*** Supplied information

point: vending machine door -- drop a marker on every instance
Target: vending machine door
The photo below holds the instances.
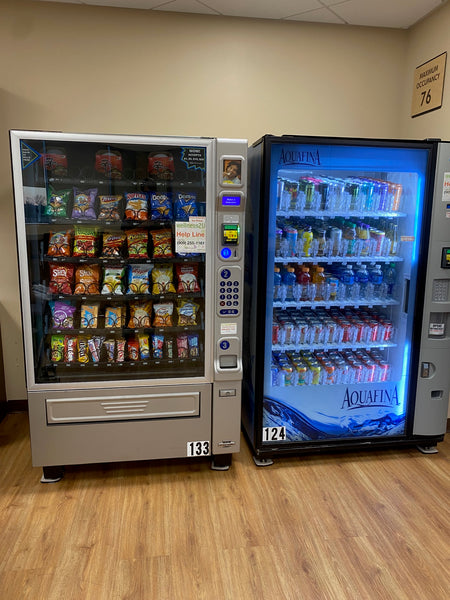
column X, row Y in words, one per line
column 113, row 235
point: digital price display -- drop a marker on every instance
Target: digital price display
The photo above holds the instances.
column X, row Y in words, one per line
column 230, row 234
column 231, row 200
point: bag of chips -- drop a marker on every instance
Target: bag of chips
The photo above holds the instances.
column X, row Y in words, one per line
column 137, row 240
column 187, row 275
column 62, row 314
column 187, row 312
column 163, row 315
column 83, row 204
column 185, row 206
column 89, row 316
column 87, row 280
column 112, row 280
column 157, row 345
column 57, row 203
column 136, row 206
column 61, row 278
column 57, row 348
column 162, row 278
column 109, row 208
column 113, row 244
column 162, row 243
column 138, row 279
column 144, row 345
column 85, row 242
column 115, row 316
column 133, row 349
column 161, row 206
column 70, row 348
column 140, row 314
column 59, row 243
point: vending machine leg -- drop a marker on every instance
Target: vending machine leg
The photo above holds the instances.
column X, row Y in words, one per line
column 52, row 474
column 221, row 462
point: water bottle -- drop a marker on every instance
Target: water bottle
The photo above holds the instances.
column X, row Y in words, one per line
column 348, row 279
column 277, row 284
column 376, row 279
column 289, row 281
column 390, row 278
column 362, row 278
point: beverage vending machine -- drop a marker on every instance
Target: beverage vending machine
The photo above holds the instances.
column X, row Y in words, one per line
column 347, row 294
column 131, row 275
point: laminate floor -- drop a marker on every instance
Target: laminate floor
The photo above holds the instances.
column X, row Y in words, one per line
column 354, row 526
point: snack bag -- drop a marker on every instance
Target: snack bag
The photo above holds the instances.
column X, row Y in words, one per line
column 138, row 279
column 85, row 241
column 57, row 203
column 59, row 243
column 70, row 348
column 83, row 204
column 161, row 206
column 137, row 240
column 187, row 275
column 144, row 345
column 89, row 316
column 157, row 346
column 185, row 206
column 187, row 312
column 182, row 346
column 162, row 243
column 140, row 314
column 163, row 315
column 83, row 349
column 193, row 345
column 62, row 314
column 136, row 206
column 87, row 280
column 57, row 348
column 112, row 281
column 115, row 316
column 133, row 349
column 61, row 278
column 109, row 163
column 113, row 244
column 109, row 208
column 162, row 278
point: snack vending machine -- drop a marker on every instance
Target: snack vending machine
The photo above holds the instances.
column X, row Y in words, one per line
column 131, row 275
column 347, row 294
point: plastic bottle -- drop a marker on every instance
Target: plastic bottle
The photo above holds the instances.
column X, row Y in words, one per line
column 304, row 280
column 289, row 281
column 390, row 278
column 376, row 279
column 347, row 277
column 362, row 278
column 277, row 284
column 308, row 237
column 318, row 279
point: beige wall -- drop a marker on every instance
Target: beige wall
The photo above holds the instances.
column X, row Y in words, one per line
column 428, row 39
column 87, row 69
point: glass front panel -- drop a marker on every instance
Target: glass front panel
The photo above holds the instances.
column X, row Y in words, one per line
column 344, row 237
column 112, row 294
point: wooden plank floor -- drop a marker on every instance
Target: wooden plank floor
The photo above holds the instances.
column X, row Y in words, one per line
column 355, row 526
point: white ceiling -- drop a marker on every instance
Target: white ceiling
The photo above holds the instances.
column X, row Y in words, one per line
column 371, row 13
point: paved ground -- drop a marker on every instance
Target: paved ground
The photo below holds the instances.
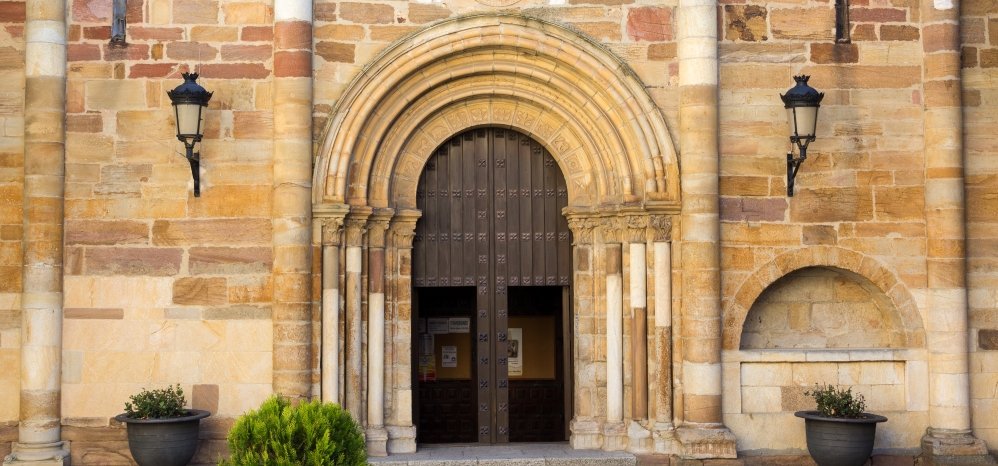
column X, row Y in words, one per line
column 561, row 454
column 532, row 454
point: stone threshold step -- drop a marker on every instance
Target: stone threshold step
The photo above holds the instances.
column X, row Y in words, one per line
column 523, row 454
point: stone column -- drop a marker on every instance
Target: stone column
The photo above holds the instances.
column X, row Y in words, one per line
column 292, row 198
column 703, row 434
column 356, row 225
column 585, row 424
column 331, row 222
column 39, row 429
column 401, row 431
column 948, row 439
column 614, row 428
column 664, row 435
column 377, row 436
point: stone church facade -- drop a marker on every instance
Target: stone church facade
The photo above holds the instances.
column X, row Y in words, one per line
column 541, row 220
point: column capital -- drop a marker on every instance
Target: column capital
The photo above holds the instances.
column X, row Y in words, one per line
column 403, row 227
column 356, row 225
column 377, row 227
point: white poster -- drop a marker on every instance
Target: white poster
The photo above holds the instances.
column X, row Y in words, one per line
column 448, row 356
column 459, row 324
column 514, row 350
column 438, row 325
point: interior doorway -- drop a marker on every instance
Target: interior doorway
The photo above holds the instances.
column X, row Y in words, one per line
column 492, row 292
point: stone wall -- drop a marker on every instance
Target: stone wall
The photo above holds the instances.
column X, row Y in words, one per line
column 11, row 185
column 162, row 287
column 980, row 98
column 822, row 308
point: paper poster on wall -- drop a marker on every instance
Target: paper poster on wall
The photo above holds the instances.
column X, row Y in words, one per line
column 438, row 325
column 427, row 363
column 459, row 324
column 448, row 356
column 514, row 349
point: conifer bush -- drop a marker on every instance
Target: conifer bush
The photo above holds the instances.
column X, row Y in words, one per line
column 280, row 434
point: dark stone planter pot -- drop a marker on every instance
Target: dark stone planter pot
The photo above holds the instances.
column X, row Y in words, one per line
column 164, row 442
column 834, row 441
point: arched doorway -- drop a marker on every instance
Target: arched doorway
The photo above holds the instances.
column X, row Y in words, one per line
column 491, row 277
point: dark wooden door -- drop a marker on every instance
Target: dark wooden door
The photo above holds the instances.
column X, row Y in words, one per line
column 492, row 226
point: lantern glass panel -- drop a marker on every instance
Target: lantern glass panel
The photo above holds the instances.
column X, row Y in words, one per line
column 189, row 121
column 802, row 121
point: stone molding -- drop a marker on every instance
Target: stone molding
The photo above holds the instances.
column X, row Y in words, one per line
column 623, row 153
column 880, row 275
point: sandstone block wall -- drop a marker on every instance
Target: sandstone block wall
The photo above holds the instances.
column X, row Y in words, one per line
column 12, row 15
column 979, row 24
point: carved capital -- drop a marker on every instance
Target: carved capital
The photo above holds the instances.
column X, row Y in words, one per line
column 660, row 228
column 403, row 228
column 332, row 231
column 377, row 227
column 356, row 226
column 582, row 227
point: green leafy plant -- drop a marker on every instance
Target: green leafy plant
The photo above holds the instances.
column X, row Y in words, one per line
column 835, row 402
column 157, row 404
column 312, row 433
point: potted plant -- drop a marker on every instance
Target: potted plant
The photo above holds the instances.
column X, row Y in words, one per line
column 161, row 431
column 839, row 432
column 307, row 433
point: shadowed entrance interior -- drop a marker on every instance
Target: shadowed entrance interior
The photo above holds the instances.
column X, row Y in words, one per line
column 492, row 276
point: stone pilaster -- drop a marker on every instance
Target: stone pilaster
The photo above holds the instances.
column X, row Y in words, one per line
column 292, row 202
column 377, row 436
column 586, row 424
column 401, row 431
column 949, row 439
column 330, row 220
column 703, row 434
column 39, row 428
column 356, row 228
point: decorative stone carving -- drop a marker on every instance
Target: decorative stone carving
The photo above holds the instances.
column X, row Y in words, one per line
column 660, row 228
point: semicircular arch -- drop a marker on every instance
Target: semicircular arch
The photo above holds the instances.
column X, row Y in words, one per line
column 561, row 88
column 885, row 280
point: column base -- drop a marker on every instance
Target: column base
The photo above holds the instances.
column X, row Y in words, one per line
column 377, row 441
column 943, row 447
column 706, row 441
column 615, row 436
column 639, row 438
column 38, row 454
column 585, row 434
column 664, row 436
column 401, row 439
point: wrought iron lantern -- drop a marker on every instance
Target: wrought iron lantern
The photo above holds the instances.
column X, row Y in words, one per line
column 802, row 102
column 189, row 103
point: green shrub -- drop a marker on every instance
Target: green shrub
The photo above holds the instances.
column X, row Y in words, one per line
column 833, row 402
column 279, row 434
column 157, row 404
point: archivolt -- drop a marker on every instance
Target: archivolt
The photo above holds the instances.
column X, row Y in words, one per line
column 566, row 91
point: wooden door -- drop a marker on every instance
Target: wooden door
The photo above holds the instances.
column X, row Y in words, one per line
column 491, row 227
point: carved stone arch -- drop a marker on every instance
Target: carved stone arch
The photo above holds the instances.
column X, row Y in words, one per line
column 885, row 280
column 565, row 90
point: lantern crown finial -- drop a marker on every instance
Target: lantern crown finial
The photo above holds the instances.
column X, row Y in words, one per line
column 802, row 95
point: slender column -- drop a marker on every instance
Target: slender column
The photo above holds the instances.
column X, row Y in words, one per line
column 639, row 331
column 614, row 347
column 401, row 432
column 377, row 436
column 39, row 430
column 355, row 229
column 291, row 210
column 703, row 434
column 585, row 426
column 331, row 233
column 949, row 435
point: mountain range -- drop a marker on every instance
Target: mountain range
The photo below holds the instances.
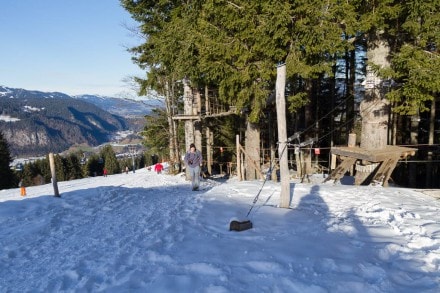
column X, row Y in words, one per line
column 35, row 122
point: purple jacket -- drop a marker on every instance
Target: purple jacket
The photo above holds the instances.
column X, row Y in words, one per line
column 193, row 159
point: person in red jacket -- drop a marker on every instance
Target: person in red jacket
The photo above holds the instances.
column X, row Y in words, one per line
column 158, row 168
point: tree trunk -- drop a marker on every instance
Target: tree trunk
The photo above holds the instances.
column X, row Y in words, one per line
column 188, row 110
column 414, row 136
column 252, row 147
column 171, row 131
column 282, row 136
column 430, row 142
column 197, row 108
column 374, row 107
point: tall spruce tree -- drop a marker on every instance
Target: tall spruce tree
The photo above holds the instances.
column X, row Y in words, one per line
column 6, row 174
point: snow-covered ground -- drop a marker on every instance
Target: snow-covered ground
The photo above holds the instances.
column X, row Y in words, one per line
column 144, row 232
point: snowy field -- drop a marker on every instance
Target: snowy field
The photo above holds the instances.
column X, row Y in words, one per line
column 143, row 232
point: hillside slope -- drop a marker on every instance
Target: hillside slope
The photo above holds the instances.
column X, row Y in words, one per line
column 36, row 123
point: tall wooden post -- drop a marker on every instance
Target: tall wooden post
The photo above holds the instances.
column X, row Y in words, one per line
column 282, row 136
column 54, row 175
column 237, row 142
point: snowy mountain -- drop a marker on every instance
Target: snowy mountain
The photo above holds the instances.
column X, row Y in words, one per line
column 35, row 123
column 148, row 232
column 122, row 107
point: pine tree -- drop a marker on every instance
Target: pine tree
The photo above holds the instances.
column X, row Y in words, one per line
column 109, row 160
column 7, row 179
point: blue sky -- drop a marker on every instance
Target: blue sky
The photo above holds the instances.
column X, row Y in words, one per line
column 70, row 46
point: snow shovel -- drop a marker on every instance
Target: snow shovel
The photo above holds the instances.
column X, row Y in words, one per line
column 240, row 225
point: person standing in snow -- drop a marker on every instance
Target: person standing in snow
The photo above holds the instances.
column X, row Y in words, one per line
column 158, row 168
column 193, row 160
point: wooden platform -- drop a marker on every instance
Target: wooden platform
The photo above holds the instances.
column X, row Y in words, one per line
column 386, row 160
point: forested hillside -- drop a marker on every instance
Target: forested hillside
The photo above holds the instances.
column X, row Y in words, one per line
column 35, row 123
column 337, row 54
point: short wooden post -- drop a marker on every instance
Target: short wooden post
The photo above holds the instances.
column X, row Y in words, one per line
column 54, row 175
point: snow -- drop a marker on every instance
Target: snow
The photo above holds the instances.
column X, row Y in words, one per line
column 8, row 118
column 148, row 232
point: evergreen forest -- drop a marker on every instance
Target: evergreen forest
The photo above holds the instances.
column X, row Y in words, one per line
column 229, row 51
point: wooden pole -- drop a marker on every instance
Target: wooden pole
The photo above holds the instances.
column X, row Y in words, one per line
column 54, row 175
column 282, row 136
column 237, row 142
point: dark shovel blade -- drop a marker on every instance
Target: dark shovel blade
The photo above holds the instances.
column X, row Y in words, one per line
column 240, row 226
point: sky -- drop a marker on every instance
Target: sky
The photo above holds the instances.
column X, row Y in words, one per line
column 148, row 232
column 73, row 47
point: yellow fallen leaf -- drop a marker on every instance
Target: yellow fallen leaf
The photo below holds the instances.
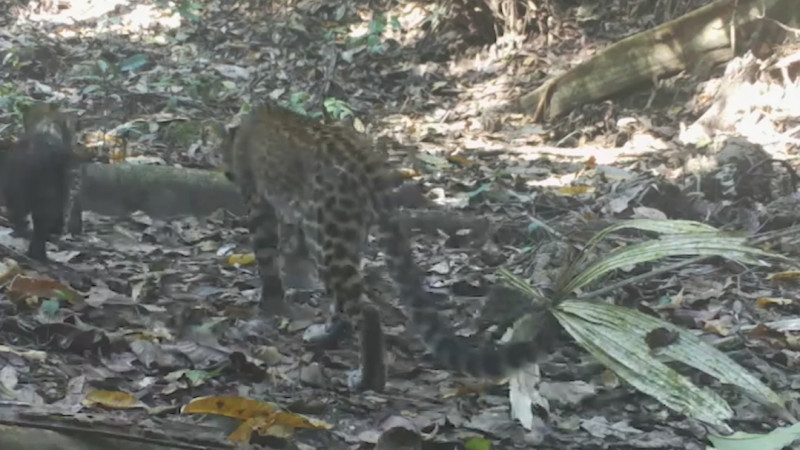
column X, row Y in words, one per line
column 241, row 259
column 235, row 407
column 575, row 190
column 765, row 302
column 788, row 275
column 112, row 399
column 23, row 286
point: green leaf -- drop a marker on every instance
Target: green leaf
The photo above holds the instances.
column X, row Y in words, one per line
column 133, row 62
column 700, row 244
column 657, row 226
column 607, row 336
column 478, row 444
column 616, row 336
column 774, row 440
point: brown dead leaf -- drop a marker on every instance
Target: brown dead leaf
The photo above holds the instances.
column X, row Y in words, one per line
column 112, row 400
column 235, row 407
column 766, row 302
column 241, row 259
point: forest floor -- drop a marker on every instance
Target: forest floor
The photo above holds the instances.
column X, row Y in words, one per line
column 166, row 317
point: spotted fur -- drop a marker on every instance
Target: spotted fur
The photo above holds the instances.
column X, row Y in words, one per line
column 39, row 178
column 330, row 180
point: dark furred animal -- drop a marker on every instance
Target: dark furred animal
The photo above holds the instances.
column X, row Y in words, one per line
column 330, row 181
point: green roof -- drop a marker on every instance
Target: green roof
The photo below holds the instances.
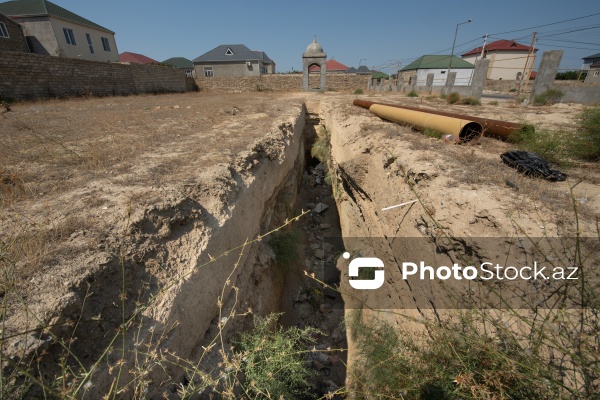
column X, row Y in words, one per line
column 380, row 75
column 33, row 8
column 179, row 62
column 437, row 62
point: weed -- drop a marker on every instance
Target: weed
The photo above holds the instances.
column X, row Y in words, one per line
column 284, row 245
column 453, row 98
column 563, row 146
column 470, row 101
column 586, row 143
column 453, row 361
column 274, row 359
column 547, row 143
column 321, row 147
column 549, row 97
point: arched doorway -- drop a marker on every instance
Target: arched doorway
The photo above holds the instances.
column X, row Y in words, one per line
column 314, row 56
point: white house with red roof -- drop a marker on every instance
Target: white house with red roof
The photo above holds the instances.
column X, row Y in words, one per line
column 331, row 66
column 507, row 59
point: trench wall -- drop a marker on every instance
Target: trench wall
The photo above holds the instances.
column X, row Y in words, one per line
column 32, row 76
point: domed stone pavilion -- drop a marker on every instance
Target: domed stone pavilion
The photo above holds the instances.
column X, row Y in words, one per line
column 314, row 55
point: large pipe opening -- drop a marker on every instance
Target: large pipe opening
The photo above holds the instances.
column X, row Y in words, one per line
column 464, row 130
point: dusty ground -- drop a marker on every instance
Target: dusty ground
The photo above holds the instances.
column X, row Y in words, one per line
column 76, row 173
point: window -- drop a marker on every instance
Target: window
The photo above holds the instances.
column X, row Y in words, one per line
column 3, row 30
column 69, row 36
column 89, row 38
column 105, row 44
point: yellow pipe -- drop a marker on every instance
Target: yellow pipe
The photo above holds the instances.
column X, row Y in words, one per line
column 463, row 129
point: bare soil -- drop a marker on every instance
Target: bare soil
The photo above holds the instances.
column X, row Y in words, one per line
column 75, row 174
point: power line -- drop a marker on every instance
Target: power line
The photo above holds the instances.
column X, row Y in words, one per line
column 572, row 41
column 570, row 47
column 541, row 26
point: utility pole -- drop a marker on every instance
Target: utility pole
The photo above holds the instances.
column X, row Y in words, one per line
column 483, row 48
column 453, row 44
column 523, row 77
column 476, row 57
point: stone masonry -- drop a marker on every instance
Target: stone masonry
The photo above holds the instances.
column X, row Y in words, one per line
column 33, row 76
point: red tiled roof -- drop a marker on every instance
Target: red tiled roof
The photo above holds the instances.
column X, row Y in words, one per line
column 331, row 65
column 136, row 58
column 500, row 45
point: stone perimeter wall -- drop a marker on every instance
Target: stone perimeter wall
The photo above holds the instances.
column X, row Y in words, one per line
column 280, row 82
column 32, row 76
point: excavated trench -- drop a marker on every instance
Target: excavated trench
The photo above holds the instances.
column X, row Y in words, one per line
column 189, row 284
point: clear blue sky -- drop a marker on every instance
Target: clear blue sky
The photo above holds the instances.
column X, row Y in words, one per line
column 379, row 34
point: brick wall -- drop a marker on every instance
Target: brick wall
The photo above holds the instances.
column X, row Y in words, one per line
column 280, row 82
column 30, row 76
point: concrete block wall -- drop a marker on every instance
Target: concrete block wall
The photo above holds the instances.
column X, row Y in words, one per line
column 32, row 76
column 16, row 39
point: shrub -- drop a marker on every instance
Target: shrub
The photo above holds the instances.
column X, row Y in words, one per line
column 321, row 147
column 549, row 144
column 470, row 101
column 284, row 245
column 274, row 359
column 453, row 361
column 549, row 97
column 586, row 143
column 453, row 98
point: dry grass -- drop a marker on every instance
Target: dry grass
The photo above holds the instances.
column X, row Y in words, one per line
column 68, row 165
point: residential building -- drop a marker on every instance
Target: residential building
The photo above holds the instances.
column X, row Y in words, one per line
column 593, row 75
column 230, row 60
column 135, row 58
column 507, row 59
column 589, row 60
column 416, row 72
column 55, row 31
column 12, row 37
column 183, row 64
column 331, row 67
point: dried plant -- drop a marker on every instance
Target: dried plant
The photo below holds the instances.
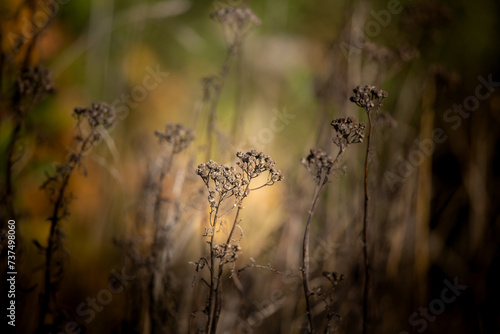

******

Can you give everything from "point: snow shovel" down to "column 240, row 225" in the records again, swapping "snow shovel" for "garden shovel" and leaving the rest unchanged?

point: garden shovel -- drop a marker on every instance
Target: garden shovel
The photo above holds the instances.
column X, row Y in words, one per line
column 240, row 225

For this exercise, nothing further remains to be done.